§ **PROBLEM REQUIREMENTS**
In the records below, begin at the line containing "the built-in oven" and end at the line containing "the dark interior door"; quote every line in that span exactly, including both boundary lines, and no others.

§ **TASK MATERIAL**
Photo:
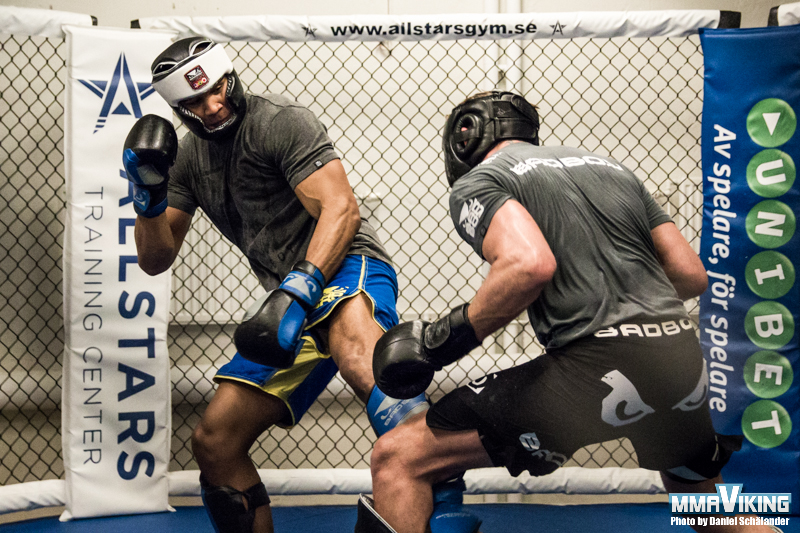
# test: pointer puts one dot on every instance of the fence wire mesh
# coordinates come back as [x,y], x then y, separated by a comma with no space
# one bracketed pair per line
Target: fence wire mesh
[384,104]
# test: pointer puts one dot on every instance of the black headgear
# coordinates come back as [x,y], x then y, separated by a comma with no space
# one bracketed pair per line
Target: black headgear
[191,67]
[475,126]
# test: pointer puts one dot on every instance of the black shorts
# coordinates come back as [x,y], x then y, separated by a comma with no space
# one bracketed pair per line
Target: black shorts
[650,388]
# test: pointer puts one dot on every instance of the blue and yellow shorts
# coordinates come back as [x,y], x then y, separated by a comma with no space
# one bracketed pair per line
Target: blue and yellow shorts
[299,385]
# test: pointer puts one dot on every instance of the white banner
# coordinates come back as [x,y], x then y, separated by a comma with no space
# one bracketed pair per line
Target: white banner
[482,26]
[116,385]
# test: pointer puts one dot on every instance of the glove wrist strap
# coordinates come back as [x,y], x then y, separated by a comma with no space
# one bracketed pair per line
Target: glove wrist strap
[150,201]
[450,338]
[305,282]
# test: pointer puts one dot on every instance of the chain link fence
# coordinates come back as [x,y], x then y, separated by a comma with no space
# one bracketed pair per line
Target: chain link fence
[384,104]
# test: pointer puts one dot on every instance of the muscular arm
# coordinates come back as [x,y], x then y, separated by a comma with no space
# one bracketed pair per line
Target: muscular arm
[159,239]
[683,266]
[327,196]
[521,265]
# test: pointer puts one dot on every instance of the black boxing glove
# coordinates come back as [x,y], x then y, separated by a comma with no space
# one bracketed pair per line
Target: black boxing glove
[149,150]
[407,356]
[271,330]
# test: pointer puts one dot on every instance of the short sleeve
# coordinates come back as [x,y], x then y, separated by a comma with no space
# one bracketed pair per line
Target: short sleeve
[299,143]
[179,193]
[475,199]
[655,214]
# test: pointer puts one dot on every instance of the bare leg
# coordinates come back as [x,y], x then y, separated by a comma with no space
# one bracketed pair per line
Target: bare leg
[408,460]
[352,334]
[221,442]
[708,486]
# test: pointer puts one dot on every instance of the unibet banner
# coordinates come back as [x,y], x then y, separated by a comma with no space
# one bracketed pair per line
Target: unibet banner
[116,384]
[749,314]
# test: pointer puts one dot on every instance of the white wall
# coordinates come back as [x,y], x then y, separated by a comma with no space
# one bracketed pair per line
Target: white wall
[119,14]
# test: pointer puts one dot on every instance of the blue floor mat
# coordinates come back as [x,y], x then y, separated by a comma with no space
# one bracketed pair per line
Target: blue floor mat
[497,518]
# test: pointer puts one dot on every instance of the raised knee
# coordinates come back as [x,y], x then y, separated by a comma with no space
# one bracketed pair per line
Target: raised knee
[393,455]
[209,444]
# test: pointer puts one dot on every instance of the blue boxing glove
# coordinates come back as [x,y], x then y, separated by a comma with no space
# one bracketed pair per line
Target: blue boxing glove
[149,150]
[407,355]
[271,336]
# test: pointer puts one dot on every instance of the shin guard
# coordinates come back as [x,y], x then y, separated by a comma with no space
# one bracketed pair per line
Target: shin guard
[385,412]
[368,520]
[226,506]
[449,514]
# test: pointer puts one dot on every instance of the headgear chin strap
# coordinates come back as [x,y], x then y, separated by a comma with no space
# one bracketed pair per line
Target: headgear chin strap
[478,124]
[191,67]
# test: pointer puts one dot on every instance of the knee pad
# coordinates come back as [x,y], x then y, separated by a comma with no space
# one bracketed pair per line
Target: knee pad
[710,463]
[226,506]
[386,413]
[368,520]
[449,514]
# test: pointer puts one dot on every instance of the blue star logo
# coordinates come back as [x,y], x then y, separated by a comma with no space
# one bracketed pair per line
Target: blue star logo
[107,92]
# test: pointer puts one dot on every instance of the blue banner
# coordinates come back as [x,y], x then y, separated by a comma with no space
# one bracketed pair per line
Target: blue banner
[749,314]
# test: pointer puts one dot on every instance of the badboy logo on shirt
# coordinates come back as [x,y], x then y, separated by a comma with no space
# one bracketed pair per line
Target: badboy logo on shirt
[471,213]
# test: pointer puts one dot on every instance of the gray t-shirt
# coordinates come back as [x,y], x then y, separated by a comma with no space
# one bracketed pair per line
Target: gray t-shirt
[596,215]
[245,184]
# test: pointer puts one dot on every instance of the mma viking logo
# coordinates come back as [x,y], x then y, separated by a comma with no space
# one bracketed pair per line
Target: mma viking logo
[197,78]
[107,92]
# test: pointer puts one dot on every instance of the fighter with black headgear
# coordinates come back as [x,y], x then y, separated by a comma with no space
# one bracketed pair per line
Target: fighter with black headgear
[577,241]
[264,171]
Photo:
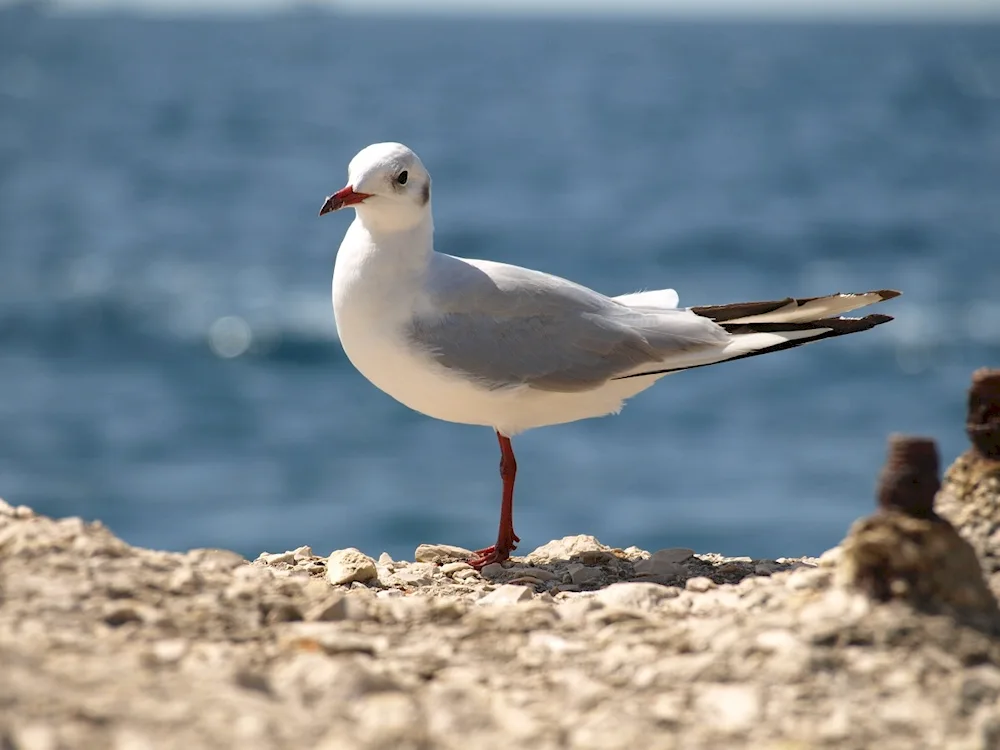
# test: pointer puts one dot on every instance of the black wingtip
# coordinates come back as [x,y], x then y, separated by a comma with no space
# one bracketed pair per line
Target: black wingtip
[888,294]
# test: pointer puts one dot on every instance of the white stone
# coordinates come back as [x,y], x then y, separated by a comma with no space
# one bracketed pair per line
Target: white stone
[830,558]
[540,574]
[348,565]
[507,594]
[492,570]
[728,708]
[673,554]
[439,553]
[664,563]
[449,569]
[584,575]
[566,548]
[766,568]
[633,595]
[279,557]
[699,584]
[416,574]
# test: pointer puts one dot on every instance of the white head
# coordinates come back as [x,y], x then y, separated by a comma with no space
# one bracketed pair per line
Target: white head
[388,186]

--

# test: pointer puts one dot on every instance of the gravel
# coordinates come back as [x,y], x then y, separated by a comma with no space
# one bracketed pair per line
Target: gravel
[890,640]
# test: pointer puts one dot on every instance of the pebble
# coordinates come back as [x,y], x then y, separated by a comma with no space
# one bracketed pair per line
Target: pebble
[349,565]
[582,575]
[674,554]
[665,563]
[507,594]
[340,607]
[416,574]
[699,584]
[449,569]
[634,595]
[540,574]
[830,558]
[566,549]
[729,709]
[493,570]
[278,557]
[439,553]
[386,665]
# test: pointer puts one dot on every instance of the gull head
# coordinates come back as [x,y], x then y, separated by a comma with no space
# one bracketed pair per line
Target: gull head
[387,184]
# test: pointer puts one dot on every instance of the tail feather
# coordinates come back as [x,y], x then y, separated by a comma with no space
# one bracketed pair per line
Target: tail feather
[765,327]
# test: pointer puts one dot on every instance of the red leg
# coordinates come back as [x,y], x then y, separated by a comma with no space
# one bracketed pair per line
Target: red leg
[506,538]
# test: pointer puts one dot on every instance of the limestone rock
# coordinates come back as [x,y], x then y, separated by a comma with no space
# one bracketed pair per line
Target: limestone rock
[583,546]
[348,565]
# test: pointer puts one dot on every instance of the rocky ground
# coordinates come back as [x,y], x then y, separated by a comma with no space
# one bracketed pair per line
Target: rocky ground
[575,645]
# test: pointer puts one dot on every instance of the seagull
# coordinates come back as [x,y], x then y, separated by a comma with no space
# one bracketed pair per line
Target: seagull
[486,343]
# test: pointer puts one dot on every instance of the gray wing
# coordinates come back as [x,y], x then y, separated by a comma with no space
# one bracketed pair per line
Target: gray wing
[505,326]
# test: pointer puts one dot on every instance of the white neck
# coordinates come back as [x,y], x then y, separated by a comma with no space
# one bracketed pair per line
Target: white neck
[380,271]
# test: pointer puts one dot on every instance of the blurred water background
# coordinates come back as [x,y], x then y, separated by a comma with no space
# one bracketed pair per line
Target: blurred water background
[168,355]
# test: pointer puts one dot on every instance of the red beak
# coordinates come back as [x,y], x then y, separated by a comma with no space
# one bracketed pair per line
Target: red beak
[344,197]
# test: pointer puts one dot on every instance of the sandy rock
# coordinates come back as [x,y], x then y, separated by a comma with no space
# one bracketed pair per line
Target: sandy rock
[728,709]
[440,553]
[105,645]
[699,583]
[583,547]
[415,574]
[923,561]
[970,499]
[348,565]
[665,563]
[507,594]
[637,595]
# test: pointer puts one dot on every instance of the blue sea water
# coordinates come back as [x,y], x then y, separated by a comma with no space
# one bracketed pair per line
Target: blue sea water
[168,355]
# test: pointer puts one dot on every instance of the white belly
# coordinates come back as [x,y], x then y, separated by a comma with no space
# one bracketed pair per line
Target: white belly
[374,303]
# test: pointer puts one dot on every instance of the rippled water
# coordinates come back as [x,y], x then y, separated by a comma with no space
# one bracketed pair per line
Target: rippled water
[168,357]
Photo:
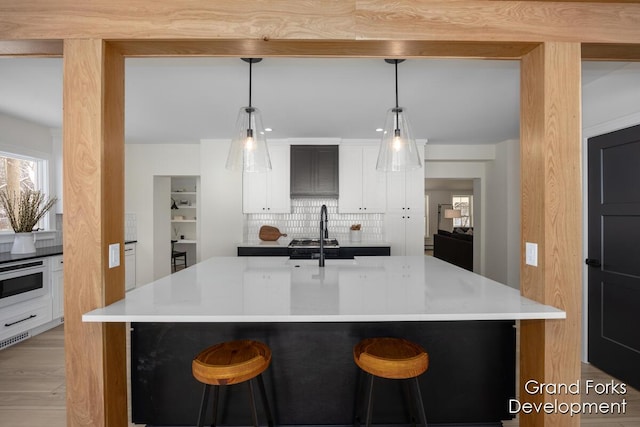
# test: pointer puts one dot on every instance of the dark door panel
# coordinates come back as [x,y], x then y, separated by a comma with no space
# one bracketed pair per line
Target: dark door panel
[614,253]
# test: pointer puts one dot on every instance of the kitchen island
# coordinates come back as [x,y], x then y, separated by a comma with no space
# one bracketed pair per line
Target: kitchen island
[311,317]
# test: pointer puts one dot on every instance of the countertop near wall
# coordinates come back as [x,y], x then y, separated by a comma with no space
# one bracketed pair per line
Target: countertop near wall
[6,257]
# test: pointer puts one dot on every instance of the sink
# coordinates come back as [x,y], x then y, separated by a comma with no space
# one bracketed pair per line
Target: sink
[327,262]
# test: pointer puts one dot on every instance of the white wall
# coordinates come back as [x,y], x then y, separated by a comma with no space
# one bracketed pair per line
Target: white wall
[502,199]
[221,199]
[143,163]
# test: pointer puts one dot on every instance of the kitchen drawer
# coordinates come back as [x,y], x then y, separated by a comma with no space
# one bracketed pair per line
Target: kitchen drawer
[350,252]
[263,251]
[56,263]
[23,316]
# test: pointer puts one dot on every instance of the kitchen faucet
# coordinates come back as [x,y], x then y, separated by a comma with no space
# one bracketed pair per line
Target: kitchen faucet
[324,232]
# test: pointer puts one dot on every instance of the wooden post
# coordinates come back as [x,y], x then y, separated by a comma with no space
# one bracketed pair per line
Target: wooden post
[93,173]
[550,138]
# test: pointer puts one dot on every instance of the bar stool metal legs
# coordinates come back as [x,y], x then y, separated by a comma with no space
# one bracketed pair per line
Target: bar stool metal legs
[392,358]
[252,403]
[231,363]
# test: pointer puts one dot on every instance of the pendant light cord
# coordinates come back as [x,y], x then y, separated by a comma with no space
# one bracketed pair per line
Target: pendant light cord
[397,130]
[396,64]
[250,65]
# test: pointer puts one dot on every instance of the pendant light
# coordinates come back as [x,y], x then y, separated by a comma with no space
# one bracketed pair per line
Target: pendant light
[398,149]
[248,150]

---

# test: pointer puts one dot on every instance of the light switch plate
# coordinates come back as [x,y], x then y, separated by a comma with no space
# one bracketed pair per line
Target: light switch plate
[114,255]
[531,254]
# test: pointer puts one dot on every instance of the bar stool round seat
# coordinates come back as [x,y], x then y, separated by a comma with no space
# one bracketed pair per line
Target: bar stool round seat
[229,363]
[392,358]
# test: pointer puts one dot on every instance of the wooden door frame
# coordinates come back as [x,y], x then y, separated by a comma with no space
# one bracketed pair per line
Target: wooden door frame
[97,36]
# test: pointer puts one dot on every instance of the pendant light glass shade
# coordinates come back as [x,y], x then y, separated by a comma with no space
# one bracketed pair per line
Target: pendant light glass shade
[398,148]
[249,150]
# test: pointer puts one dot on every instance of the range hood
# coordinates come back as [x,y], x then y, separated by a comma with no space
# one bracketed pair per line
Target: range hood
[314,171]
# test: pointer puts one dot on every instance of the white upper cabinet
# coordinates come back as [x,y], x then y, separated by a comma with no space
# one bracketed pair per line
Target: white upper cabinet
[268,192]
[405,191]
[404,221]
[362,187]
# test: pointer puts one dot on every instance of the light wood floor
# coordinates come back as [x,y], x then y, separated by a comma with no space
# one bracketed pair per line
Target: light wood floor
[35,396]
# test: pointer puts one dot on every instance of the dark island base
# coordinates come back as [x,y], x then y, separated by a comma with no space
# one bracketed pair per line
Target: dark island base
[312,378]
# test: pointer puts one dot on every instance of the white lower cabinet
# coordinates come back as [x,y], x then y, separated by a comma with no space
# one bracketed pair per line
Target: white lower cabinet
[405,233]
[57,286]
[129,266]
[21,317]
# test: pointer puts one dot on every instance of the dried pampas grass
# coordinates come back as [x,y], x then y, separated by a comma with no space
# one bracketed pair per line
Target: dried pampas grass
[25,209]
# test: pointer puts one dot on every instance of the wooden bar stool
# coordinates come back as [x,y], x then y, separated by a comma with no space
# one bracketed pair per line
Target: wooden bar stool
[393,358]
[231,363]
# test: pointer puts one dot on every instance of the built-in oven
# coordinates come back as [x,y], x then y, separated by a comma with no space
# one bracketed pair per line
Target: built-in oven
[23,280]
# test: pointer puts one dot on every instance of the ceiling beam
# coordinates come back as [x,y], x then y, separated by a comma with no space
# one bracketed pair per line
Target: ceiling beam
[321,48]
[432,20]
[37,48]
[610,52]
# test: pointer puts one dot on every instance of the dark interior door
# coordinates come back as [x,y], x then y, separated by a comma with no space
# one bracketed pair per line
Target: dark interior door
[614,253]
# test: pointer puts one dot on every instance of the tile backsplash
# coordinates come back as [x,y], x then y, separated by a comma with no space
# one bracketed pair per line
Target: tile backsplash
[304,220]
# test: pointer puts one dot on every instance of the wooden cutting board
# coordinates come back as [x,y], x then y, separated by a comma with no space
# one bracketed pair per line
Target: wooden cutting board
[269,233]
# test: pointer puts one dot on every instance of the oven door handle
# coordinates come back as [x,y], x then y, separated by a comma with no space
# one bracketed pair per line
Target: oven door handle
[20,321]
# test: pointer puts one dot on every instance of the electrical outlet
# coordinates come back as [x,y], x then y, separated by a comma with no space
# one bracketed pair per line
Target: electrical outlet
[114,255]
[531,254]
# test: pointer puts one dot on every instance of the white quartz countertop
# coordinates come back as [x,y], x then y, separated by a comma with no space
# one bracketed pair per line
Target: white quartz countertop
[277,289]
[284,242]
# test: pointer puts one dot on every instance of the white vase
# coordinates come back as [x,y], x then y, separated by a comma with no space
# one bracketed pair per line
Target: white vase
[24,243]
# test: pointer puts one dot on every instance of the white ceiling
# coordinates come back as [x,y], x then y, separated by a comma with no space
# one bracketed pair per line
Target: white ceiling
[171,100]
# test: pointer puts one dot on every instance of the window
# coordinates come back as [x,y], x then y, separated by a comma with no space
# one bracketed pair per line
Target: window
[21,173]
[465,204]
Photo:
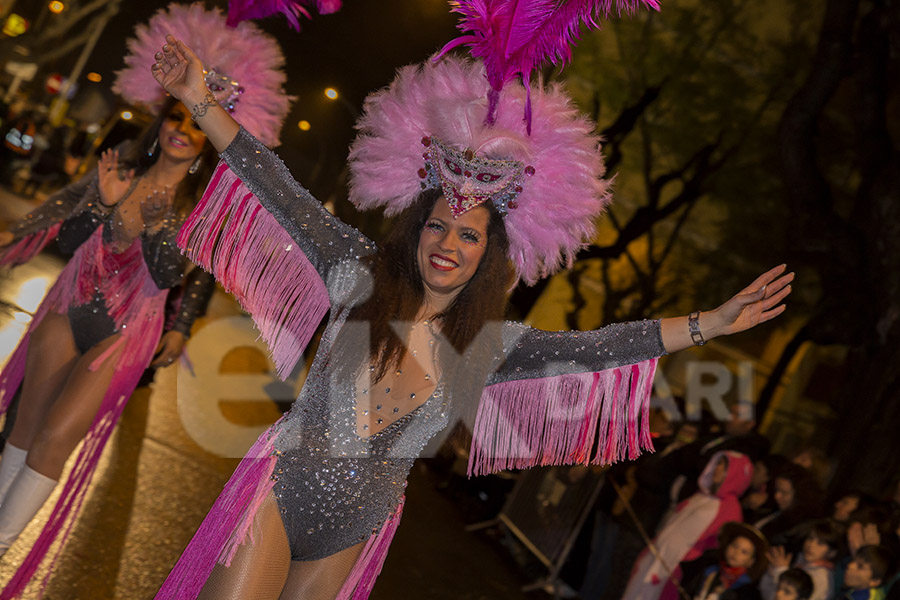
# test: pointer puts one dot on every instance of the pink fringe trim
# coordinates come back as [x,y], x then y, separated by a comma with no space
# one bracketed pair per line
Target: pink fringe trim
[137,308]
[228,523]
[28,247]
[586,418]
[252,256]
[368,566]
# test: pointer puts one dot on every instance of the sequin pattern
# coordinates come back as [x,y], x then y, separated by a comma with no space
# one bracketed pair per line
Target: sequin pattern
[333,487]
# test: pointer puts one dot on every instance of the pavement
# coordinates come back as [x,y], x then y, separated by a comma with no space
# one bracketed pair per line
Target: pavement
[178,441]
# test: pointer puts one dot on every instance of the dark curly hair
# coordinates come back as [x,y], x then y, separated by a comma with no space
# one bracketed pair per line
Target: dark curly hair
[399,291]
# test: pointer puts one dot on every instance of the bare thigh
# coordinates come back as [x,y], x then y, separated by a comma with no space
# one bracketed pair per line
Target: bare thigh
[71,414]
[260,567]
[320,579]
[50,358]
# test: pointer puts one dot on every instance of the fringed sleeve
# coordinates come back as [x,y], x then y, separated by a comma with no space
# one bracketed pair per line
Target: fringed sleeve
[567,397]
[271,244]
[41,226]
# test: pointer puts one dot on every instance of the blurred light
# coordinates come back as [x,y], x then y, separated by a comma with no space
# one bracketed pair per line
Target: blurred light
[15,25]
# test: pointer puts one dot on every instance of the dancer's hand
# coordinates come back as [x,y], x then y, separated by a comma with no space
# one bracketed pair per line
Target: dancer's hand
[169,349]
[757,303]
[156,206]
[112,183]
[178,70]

§ **PROBLEM SOLUTION**
# test: pointer puts one dot on every instance of the built-in oven
# coordinates come back as [x,y], x then y, separated by a comma with no space
# one bracketed pair per line
Target: built-in oven
[23,280]
# test: pointer puts one dot on every instance of the ceiling beam
# coordinates come back as [x,y], x then y, separated by a comma with no space
# one bracketed pair per line
Target: ceiling beam
[321,48]
[432,20]
[37,48]
[610,52]
# test: pointer puts one dot on every instance of the dark interior door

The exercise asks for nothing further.